-- start Records to process --
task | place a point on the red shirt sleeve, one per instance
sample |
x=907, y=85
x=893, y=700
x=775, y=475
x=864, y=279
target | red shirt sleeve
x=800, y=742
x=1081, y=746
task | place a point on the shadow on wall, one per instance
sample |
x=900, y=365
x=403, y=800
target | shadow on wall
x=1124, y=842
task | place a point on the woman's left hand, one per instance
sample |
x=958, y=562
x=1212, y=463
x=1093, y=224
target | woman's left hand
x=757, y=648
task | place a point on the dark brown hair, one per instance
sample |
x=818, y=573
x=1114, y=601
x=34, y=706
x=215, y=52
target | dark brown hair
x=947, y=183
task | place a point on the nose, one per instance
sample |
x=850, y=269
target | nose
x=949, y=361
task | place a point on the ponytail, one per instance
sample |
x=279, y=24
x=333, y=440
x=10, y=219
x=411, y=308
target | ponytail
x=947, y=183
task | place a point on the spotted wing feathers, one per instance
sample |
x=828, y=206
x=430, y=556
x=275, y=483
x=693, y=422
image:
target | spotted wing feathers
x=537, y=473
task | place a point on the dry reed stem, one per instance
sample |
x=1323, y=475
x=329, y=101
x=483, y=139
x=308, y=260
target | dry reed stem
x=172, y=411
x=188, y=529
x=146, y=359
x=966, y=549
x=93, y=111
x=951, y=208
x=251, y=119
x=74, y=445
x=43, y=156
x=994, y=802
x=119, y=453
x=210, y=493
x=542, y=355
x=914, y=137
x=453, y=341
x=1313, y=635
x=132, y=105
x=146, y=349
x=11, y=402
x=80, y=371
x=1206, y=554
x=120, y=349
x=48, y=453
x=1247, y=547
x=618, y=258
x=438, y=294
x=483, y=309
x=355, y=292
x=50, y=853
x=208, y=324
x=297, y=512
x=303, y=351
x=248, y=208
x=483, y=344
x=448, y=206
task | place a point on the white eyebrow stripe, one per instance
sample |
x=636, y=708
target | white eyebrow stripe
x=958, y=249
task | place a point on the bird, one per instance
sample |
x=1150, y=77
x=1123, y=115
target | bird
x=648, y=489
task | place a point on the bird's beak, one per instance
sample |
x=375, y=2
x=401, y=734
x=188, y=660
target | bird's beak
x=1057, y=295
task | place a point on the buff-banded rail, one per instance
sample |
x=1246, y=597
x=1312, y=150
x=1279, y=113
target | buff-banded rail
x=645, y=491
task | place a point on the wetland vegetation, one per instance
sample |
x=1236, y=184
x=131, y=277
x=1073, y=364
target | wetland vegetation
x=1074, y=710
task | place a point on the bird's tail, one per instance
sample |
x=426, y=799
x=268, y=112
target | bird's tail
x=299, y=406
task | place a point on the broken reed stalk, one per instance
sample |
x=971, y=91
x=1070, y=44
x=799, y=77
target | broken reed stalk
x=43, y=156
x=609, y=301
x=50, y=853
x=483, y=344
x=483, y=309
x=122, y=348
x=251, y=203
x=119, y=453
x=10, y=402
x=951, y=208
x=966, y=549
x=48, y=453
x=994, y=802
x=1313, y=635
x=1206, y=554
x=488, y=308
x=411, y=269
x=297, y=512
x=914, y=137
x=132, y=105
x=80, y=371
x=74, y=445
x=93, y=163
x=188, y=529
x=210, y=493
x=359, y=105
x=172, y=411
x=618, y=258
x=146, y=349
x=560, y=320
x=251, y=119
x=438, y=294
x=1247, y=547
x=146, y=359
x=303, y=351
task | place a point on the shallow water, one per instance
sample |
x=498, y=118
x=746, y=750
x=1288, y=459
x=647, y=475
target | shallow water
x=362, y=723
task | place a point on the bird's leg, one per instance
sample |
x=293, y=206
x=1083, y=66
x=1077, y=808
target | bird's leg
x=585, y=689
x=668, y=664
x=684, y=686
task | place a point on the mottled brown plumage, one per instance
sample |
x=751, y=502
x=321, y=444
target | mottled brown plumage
-- end Records to process --
Directive: Each of the records should be retyped exactly.

Response to this exercise:
task | place a point on the red shirt sleeve, one per instance
sample |
x=907, y=85
x=893, y=700
x=775, y=475
x=864, y=279
target | red shirt sleeve
x=800, y=742
x=1081, y=746
task | place a point on the shadow on wall, one per instance
sample |
x=900, y=365
x=403, y=800
target | shadow on wall
x=1124, y=842
task | place a point on the woman's left hand, one per instance
sample |
x=958, y=562
x=1212, y=463
x=1093, y=224
target | woman's left hand
x=757, y=648
task | place a point on the dark brown hair, one per instance
sample |
x=818, y=573
x=1114, y=601
x=34, y=706
x=215, y=52
target | dark brown hair
x=947, y=183
task | place a point on the nose, one per instance
sample |
x=850, y=269
target | nose
x=949, y=361
task | place a point on the ponytail, one per instance
sample |
x=279, y=24
x=333, y=440
x=10, y=219
x=411, y=308
target | ponytail
x=947, y=183
task | place a point on the spotted wing feathers, one per instance
sample |
x=828, y=206
x=430, y=556
x=275, y=483
x=693, y=422
image:
target | spotted wing feathers
x=537, y=473
task | place a point on the dry reed stem, one per instance
sample |
x=1323, y=475
x=329, y=101
x=483, y=139
x=308, y=260
target | dry reed stem
x=172, y=411
x=188, y=529
x=146, y=359
x=966, y=549
x=93, y=111
x=951, y=208
x=251, y=119
x=74, y=445
x=43, y=156
x=994, y=802
x=119, y=453
x=210, y=493
x=542, y=355
x=914, y=137
x=453, y=341
x=1313, y=635
x=132, y=105
x=146, y=349
x=11, y=402
x=80, y=371
x=1206, y=554
x=120, y=349
x=48, y=453
x=1247, y=547
x=618, y=258
x=438, y=294
x=483, y=309
x=355, y=292
x=50, y=853
x=208, y=324
x=297, y=512
x=303, y=351
x=248, y=208
x=483, y=344
x=448, y=206
task | place a point on the white eyebrow stripe, one per instance
sample |
x=636, y=708
target | white eyebrow stripe
x=958, y=249
task | place a point on the bird, one per instance
sample |
x=1150, y=77
x=1123, y=115
target | bird
x=648, y=489
task | place a point on the bird's beak, one per instance
sample |
x=375, y=2
x=401, y=734
x=188, y=660
target | bird's beak
x=1057, y=295
task | place a point on the buff-banded rail, one per instance
sample |
x=1246, y=597
x=1312, y=150
x=1279, y=113
target | buff-banded rail
x=645, y=491
task | place a point on the wetland vegetation, one per instance
sample |
x=1236, y=184
x=131, y=277
x=1073, y=364
target | wetland vegetation
x=1074, y=710
task | place a point on the bird's tail, one per instance
sample |
x=426, y=799
x=268, y=112
target | bird's tail
x=299, y=406
task | place a point on the broken reed stalk, one per instance
sample |
x=971, y=91
x=1070, y=44
x=799, y=77
target | broken reed stalk
x=43, y=156
x=609, y=301
x=50, y=853
x=483, y=344
x=483, y=309
x=122, y=348
x=251, y=203
x=119, y=453
x=10, y=402
x=951, y=208
x=966, y=549
x=48, y=453
x=994, y=802
x=1313, y=635
x=1206, y=554
x=488, y=308
x=411, y=269
x=297, y=512
x=914, y=137
x=132, y=105
x=80, y=371
x=74, y=445
x=93, y=163
x=188, y=529
x=210, y=493
x=359, y=105
x=172, y=411
x=618, y=258
x=146, y=349
x=560, y=320
x=251, y=119
x=438, y=294
x=1247, y=547
x=146, y=359
x=303, y=351
task | place a point on the shallow water, one per instance
sample |
x=498, y=118
x=746, y=750
x=1288, y=459
x=647, y=475
target | shallow water
x=362, y=723
task | place a point on the bird's leg, one per instance
sample |
x=293, y=206
x=1083, y=66
x=1077, y=808
target | bird's leg
x=585, y=689
x=668, y=664
x=684, y=686
task | place a point on the mottled brown plumage, one per instance
sample |
x=751, y=502
x=321, y=444
target | mottled brown plumage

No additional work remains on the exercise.